TO DO —
Restate each of the lines given below, word for word.

═════ EXTRACTED MATERIAL

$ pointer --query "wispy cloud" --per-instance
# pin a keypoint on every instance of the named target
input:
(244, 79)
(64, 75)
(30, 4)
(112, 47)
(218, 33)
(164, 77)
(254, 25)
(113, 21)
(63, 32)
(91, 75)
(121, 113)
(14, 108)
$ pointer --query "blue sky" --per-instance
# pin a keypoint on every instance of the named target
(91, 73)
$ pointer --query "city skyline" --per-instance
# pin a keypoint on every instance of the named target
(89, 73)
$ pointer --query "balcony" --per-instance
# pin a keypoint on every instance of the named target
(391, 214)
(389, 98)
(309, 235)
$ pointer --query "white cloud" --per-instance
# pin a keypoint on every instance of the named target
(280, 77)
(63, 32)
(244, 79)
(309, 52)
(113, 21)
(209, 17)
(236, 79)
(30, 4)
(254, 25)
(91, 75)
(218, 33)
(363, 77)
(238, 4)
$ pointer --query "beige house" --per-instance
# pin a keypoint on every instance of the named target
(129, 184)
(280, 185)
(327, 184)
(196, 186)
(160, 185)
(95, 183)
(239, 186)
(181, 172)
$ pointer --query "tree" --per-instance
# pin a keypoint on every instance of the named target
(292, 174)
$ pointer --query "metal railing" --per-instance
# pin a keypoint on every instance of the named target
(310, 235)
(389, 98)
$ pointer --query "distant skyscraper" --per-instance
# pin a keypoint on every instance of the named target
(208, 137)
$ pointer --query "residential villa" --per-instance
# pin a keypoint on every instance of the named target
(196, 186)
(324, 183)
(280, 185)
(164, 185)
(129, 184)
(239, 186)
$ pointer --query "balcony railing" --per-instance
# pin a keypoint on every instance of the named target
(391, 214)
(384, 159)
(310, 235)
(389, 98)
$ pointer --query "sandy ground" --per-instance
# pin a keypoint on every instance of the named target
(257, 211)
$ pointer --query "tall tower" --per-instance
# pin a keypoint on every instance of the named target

══════════

SOLVED EXERCISE —
$ pointer --query "wispy cloud" --per-instance
# pin a keypoint on every instance of the named target
input:
(244, 79)
(64, 75)
(30, 4)
(112, 47)
(218, 33)
(164, 77)
(254, 25)
(113, 21)
(63, 32)
(91, 75)
(121, 113)
(14, 108)
$ pointer --query "blue sky" --per-instance
# pin a keypoint on every instance of the named target
(91, 73)
$ pointer --query "city skyline" --per-instance
# pin a keypoint on every instance of the named target
(89, 73)
$ pointer --query "balcony" --per-instance
# pin a keypoint on every instance of the named target
(391, 214)
(389, 98)
(309, 235)
$ pointer --query "white cloud" --per-instance
# pin a keypoint on every instance of the named target
(280, 77)
(63, 32)
(244, 79)
(309, 52)
(113, 21)
(209, 17)
(236, 79)
(30, 4)
(254, 25)
(91, 75)
(218, 33)
(363, 77)
(238, 4)
$ pointer --query "beige house" --per-instance
# pin a keypoint on every instance of the named target
(129, 184)
(280, 185)
(327, 184)
(196, 186)
(160, 185)
(95, 183)
(239, 186)
(181, 172)
$ pointer --query "tree" --per-instance
# pin a keypoint on every instance of the named target
(292, 174)
$ pointer --query "metal railing" --per-instance
# pin a keypoint on every instance of the named target
(310, 235)
(389, 98)
$ pointer --query "distant skyscraper" --per-instance
# pin a keypoint on every instance of the named target
(208, 137)
$ pointer --query "residential villa" --per-instance
# pin a keypoint on every instance of the named target
(196, 186)
(324, 183)
(280, 185)
(164, 185)
(129, 184)
(239, 186)
$ pointer --query "balcony railing" --per-instance
# pin a keypoint on every instance of the named target
(391, 214)
(384, 159)
(310, 235)
(389, 98)
$ pointer --query "sandy ground" --per-instance
# pin a keypoint on every instance of the named target
(257, 211)
$ pointer --query "tall tower" --per-instance
# pin a keypoint on every instance of the named target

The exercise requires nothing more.